───── Source extract
He then follows up...
...it's proof that an organism cannot gain a capability through mutations without losing several others. If, hypothetically, the same bacteria gained a dozen more capabilities, this research would tend to show that the bacteria would end up losing 3-4 times that many capabilities. If a bateria did lose that many, it would most likely no longer be viable. It does prove microevolution occurs, which we already knew, but cannot be made to prove anything past that. That type or extrapolation is foolish and ignorant.
Nate, you may want to read the paper. You're sounding a lot more certain about the nature of the mutations than the scientists themselves are. And you're almost certainly wrong when you suggest that the citrate-eaters just have damaged membranes. You'd have to do some serious damage to its membranes to let citrate leak in--so much damage that lots of stuff would leak in and out. That's clearly not the case here, because the bacteria are healthy. Bacteria use special channels to draw in these molecules. As for tradeoffs, it's true that these citrate-eaters may not do as well eating glucose as their ancestors. I have no idea where you get the "3-4 times that many capabilities" phrase. But so what? Evolution is not about "steps forward," like some unhindered march of progress. It's about change, and tradeoffs are an essential part of that change. And if you're going to call this "microevolution," you'll need to define your terms here for us. Here we have seen the evolution of a capability, the lack of which was significant enough that it marked E. coli as a species. What's micro about that? Andrew asks,
Forgive the question, as I'm not a scientist (just a interested dabbler), but I thought that evolution was, in general, a slow process that could not be observed so quickly? Is the situation different for bacteria? Is evolution something that can be observed in a matter of years for them?
──────────
───── Dataset
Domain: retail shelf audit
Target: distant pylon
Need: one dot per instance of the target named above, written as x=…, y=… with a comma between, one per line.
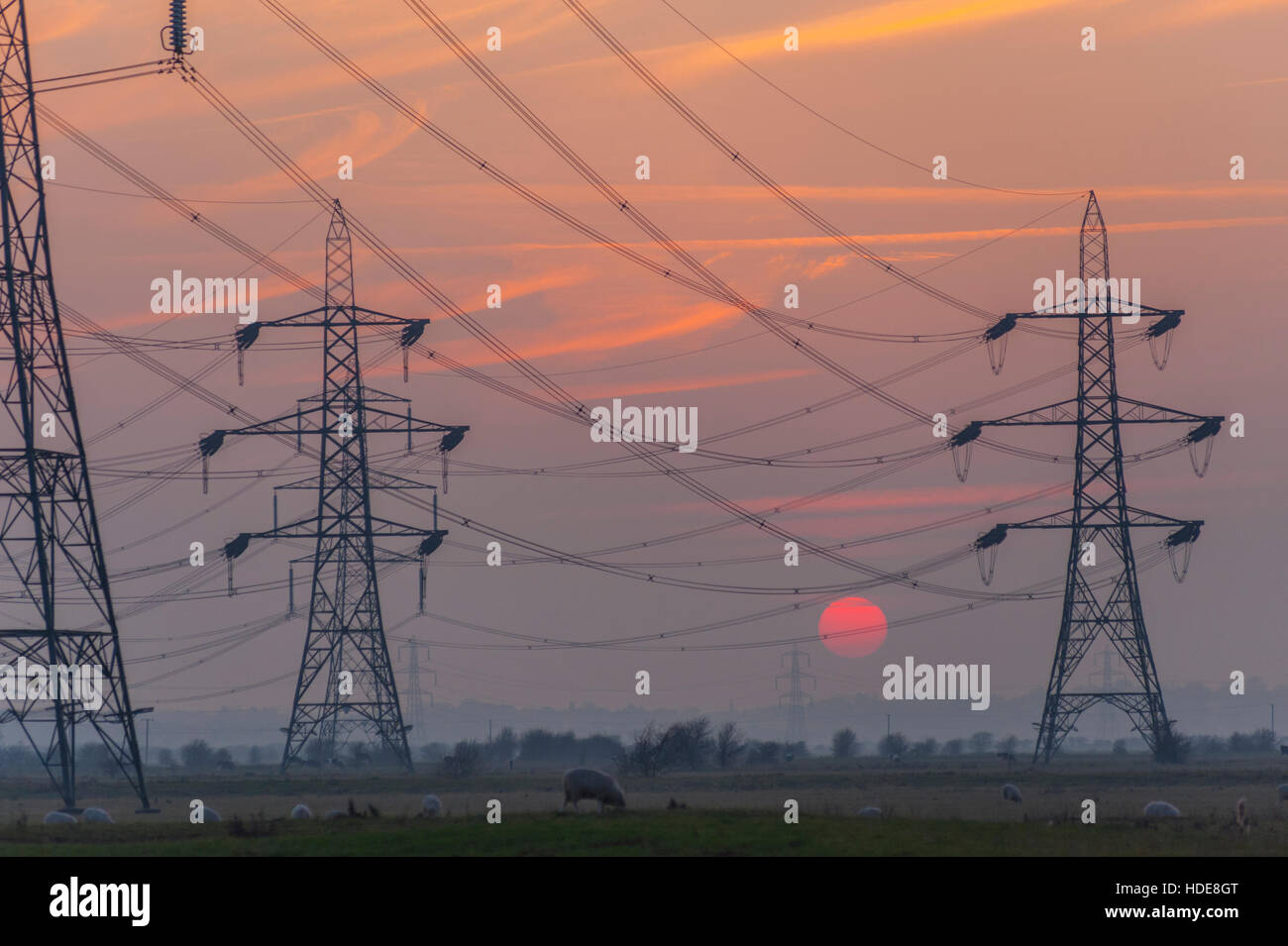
x=347, y=683
x=797, y=696
x=415, y=695
x=1102, y=594
x=50, y=534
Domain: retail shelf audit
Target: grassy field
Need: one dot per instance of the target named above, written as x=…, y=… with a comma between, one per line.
x=927, y=809
x=645, y=833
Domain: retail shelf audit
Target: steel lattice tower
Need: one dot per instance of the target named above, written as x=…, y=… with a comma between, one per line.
x=347, y=681
x=1100, y=514
x=415, y=695
x=797, y=696
x=50, y=534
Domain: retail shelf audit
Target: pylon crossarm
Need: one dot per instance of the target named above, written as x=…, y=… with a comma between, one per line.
x=1060, y=412
x=1144, y=519
x=1054, y=520
x=417, y=425
x=1142, y=412
x=1054, y=313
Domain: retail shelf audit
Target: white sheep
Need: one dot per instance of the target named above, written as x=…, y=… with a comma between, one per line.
x=595, y=786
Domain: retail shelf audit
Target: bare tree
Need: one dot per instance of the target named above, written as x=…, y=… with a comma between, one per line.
x=980, y=742
x=844, y=743
x=648, y=752
x=464, y=761
x=894, y=744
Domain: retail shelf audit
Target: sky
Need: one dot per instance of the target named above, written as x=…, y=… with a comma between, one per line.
x=1005, y=91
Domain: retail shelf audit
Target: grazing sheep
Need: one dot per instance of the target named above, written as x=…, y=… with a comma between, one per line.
x=595, y=786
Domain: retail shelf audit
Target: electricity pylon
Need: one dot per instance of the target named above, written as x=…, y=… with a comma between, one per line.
x=797, y=696
x=50, y=534
x=415, y=695
x=347, y=681
x=1100, y=520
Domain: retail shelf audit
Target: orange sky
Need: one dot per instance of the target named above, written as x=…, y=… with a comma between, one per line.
x=1150, y=120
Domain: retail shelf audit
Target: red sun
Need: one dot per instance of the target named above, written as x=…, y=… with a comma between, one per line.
x=851, y=627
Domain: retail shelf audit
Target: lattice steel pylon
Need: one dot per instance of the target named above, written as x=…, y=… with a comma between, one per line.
──────────
Task instructions:
1 – In the discussion of citrate-eating bacteria, what do bacteria use to draw in these molecules?
2 – Reproduce the section of the discussion of citrate-eating bacteria starting with "He then follows" and going on through "foolish and ignorant.".
3 – Pick up the discussion of citrate-eating bacteria from its last sentence and keep writing.

Answers for the exercise:
1 – Special channels.

2 –
He then follows up...
...it's proof that an organism cannot gain a capability through mutations without losing several others. If, hypothetically, the same bacteria gained a dozen more capabilities, this research would tend to show that the bacteria would end up losing 3-4 times that many capabilities. If a bateria did lose that many, it would most likely no longer be viable. It does prove microevolution occurs, which we already knew, but cannot be made to prove anything past that. That type or extrapolation is foolish and ignorant.

3 –
Bacteria can divide several times a day, which makes them very fast breeders. And since they're so small, hundreds of millions can fit in a small flask. Even though mutations are incredibly rare, these sorts of numbers make it inevitable that they will arise in bacterial colonies. And natural selection combined with these numbers means that over a few years you can see clear change occurring. There's no compelling reason to think that these processes don't happen in bigger, slower-breeding species (like us), but it's harder to see the changes because they take decades, centuries, or millennia. It's also worth bearing in mind that Lenski's experiment is a tiny embodiment of evolution in bacteria. Just remember that bacteria pack the soils, the oceans, the sea floor, and our bodies. They've been evolving for billions of years. And they can pool their evolutionary potential by trading genes. That makes the evolution of a new trait in Lenski's lab all the more important.